* WHAT THIS TASK INVOLVES *
Write out every line of the data from the line with "Spot blue jeans." up to and including the line with "[0,219,27,249]", and add 3 to each coordinate in the answers.
━━━
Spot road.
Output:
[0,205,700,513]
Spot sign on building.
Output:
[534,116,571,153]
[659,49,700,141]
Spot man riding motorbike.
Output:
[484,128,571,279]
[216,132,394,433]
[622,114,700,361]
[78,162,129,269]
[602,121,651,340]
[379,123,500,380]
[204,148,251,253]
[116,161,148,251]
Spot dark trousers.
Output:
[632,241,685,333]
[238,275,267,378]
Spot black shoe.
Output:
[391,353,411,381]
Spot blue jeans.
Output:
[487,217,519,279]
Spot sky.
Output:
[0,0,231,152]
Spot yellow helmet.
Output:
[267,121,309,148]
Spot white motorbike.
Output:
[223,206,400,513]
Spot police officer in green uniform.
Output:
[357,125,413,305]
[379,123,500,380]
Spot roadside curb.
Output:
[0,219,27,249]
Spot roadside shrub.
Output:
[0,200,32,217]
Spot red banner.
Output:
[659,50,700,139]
━━━
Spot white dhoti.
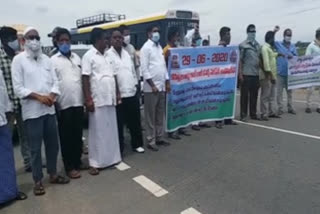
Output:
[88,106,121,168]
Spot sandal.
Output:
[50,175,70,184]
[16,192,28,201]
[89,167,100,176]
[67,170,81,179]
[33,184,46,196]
━━━
* THE ANSWER *
Spot blue jeans.
Output:
[490,220,522,282]
Spot sky.
Output:
[3,3,234,155]
Spot yellow helmet.
Output:
[270,124,312,151]
Spot white motorbike.
Output:
[226,209,403,516]
Spot police officer in green uniform.
Output:
[360,128,416,308]
[382,126,503,383]
Spot roadside curb.
Output:
[3,222,30,252]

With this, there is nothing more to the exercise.